▸ DOCUMENT SEGMENT:
□ □ □ □ □ □ □

The Horse Chestnut isn’t a true chestnut at all (which are in the genus Castanea, members of the Beech family), but a member of the genus Aesculus, which also includes the buckeyes of North America. It’s sometimes written horse-chestnut or horsechestnut to avoid confusion with the other group, and to simplify common names of the different species. It’s not native to North America, but is commonly grown as an ornamental, and has since escaped into the wild. You can see why it appeals – the lovely white flower spikes, hinted with pink, are eyecatching in the spring. And what about chestnuts roasting on an open fire? I will admit never to have tried this, however; also, the nuts are slightly poisonous raw, and I presume this is the reason for the roasting.

□ □ □ □ □ □ □

▸ QUESTIONS TO ANSWER:
1) Reproduce the section of the horse chestnut passage that begins at the words "The Horse Chestnut" and stops after "for the roasting.".
2) Answer these questions using the horse chestnut passage:
(a) To which genus do true chestnuts belong?
(b) What color are the tree's flower spikes?
(c) In what condition are the nuts slightly poisonous?
3) Pick up the horse chestnut passage after its final sentence and carry it forward.
The rows that come after this point are material separate from the horse chestnut passage.

□ □ □ □ □ □ □

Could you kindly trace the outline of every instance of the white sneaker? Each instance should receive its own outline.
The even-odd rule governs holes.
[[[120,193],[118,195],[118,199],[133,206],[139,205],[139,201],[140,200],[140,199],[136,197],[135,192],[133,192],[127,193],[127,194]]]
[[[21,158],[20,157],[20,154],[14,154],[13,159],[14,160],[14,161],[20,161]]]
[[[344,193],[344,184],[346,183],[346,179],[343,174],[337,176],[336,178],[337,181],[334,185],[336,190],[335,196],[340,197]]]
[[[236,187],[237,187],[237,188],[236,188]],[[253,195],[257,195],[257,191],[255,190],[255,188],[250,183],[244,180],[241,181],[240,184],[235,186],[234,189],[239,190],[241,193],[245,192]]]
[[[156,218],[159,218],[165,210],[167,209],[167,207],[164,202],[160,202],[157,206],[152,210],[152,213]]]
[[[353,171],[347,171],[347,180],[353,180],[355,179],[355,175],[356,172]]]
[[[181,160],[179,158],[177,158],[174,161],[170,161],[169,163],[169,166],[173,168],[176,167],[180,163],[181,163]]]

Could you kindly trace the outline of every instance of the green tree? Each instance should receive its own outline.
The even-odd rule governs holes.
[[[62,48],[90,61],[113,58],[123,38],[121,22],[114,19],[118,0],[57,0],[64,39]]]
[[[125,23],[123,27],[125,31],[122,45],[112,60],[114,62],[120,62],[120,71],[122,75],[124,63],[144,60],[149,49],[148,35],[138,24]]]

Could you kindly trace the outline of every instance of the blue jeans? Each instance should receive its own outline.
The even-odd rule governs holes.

□ □ □ □ □ □ □

▸ RESPONSES BY TASK:
1)
The Horse Chestnut isn’t a true chestnut at all (which are in the genus Castanea, members of the Beech family), but a member of the genus Aesculus, which also includes the buckeyes of North America. It’s sometimes written horse-chestnut or horsechestnut to avoid confusion with the other group, and to simplify common names of the different species. It’s not native to North America, but is commonly grown as an ornamental, and has since escaped into the wild. You can see why it appeals – the lovely white flower spikes, hinted with pink, are eyecatching in the spring. And what about chestnuts roasting on an open fire? I will admit never to have tried this, however; also, the nuts are slightly poisonous raw, and I presume this is the reason for the roasting.

2)
(a) Castanea
(b) White, hinted with pink
(c) Raw

3)
Children, especially those from the UK, play games with the large seeds – in fact, in some places the tree is known as the Conker Tree, after the children’s game of securing a string to the chestnut and taking turns trying to smash someone else’s with your own (the winning chestnut being the one that doesn’t break). I never played this game, either, though Blackburnian did as a kid. The seeds were also used by militaries in the two World Wars to create acetone, which was then used in the production of armaments. Historically they were also used for whitening and cleaning natural-fibre fabrics, as they’d produce a soap-like liquid when ground and mixed in water.
Horse Chestnuts are one of my favourite trees, undoubtedly in part for the memories I have of them from my childhood, but also for their interesting leaves, flowers and seeds. I hope someday, when I’m well into my mature years and settled into a home of my own, that I might have a mature Horse Chestnut to shade my home and accompany me through middle age.
4 thoughts on “Reaching maturity”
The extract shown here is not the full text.